◆ WORK TO COMPLETE
a - In the English translation of the verse on the weakened furnace, list every original-language term given in parentheses.
b - Summarize the verse on the weakened furnace in two sentences.
c - In the verse on the weakened furnace, substitute "cures" for "remedies" and write out the passage from "Their own inner" to "commitment and practice.".

◆ DOCUMENT TEXT
=== Section Start ===

உலைதளர்ந்த தார்பூலி யோஷதிகள் தேடி
உலைதளர்ந் தாரெரியி லூதுவதை நாடி
நலைகுலைந் தார்தத்தம் நெறிகலைந் தாரே
கலையுணர்ந் தார்பாதம் கண்டுநில் லாரே
Ulaithalarndha thaarpooLi yOshathigaL thEdi
Ulaithalarn dhaareriya i loothuvathai naadi
Nalaikulain dhaarthaththam neRikalain dhaarE
KalaiyuNarn dhaarpaadham kaNdunil laarE.
“When the furnace has slackened, they go searching for ‘tār-puli’ medicines (oṣadhi/herbs).
When the furnace has slackened, they seek to blow (air) into the burning fire.
Their own inner principle (tattva) collapses; their path (neṟi) becomes scattered.
Even after seeing the feet of those who have understood the art (kalai), they do not remain (steadfast).”
When the inner ‘furnace’—vital heat, stamina, or the alchemical fire—weakens, some run after remedies and external techniques, trying to force the fire back by mere fanning. In doing so their grounding in first principles and right discipline breaks down. Even if they meet true adepts and stand before the master’s feet, they still cannot settle into commitment and practice.

=== Section End ===

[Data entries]
=== Section Start ===

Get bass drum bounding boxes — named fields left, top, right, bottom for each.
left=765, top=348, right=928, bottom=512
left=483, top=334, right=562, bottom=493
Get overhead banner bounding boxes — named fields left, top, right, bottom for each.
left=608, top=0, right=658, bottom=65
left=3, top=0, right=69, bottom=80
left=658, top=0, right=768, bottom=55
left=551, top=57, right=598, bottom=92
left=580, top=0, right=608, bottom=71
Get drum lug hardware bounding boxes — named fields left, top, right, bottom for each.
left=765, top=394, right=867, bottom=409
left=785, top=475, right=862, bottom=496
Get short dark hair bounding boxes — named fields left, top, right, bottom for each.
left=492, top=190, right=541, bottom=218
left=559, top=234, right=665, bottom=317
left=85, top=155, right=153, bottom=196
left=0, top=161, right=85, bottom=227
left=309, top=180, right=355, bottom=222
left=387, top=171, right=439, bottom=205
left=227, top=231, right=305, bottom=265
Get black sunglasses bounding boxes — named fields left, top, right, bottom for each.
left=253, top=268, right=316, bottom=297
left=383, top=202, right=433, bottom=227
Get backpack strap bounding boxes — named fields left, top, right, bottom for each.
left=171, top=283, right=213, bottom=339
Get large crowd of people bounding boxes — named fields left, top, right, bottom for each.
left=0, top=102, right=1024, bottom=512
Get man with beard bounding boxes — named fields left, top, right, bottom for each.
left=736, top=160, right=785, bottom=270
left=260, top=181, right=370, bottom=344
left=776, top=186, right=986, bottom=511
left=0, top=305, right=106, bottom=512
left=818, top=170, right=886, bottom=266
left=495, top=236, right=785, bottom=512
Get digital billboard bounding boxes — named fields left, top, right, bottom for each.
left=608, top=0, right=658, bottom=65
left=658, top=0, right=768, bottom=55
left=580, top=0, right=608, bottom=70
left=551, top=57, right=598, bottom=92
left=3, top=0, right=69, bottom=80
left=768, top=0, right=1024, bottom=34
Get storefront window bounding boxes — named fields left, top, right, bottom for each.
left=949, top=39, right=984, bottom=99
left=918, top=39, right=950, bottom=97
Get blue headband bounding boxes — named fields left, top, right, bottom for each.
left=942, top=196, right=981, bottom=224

=== Section End ===

◆ RESPONSES BY ITEM NUMBER
a - oṣadhi, tattva, neṟi, kalai

b - When their inner furnace weakens, some people chase remedies and external techniques, trying to revive the fire by fanning it. As a result their grounding in principles and discipline breaks down, and even before a master's feet they cannot settle into commitment and practice.

c -
Their own inner principle (tattva) collapses; their path (neṟi) becomes scattered.
Even after seeing the feet of those who have understood the art (kalai), they do not remain (steadfast).”
When the inner ‘furnace’—vital heat, stamina, or the alchemical fire—weakens, some run after cures and external techniques, trying to force the fire back by mere fanning. In doing so their grounding in first principles and right discipline breaks down. Even if they meet true adepts and stand before the master’s feet, they still cannot settle into commitment and practice.